Rewrite the lines below, starting at the line that contains "Thank you for the photograph above. Please mark the short" and ending at the last line, with every answer coordinate raised by 68 and everything else left as is.

### TASK DATA

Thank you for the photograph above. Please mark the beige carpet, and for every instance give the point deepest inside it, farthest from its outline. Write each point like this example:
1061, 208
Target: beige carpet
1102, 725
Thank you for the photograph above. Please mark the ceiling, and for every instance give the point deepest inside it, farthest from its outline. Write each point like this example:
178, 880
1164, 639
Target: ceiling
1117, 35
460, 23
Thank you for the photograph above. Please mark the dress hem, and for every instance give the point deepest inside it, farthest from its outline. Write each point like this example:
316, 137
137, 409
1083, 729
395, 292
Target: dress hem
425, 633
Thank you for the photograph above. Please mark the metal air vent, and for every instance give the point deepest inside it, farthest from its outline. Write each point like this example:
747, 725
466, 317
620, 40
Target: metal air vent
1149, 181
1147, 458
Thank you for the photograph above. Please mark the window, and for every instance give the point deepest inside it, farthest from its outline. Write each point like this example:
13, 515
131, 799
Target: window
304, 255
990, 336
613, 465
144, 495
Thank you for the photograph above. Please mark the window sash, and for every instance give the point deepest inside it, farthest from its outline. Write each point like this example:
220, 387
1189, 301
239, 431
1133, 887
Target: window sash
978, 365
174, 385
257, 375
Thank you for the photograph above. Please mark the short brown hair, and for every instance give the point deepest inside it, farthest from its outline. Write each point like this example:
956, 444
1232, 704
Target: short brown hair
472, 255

######

▶ **RESPONSE FOR THIS EXERCISE**:
Thank you for the photograph above. Please mark the short brown hair, and for every instance give the point deepest inside it, farthest from its outline. Write each point like this example:
956, 444
1232, 704
Target: short brown hair
540, 323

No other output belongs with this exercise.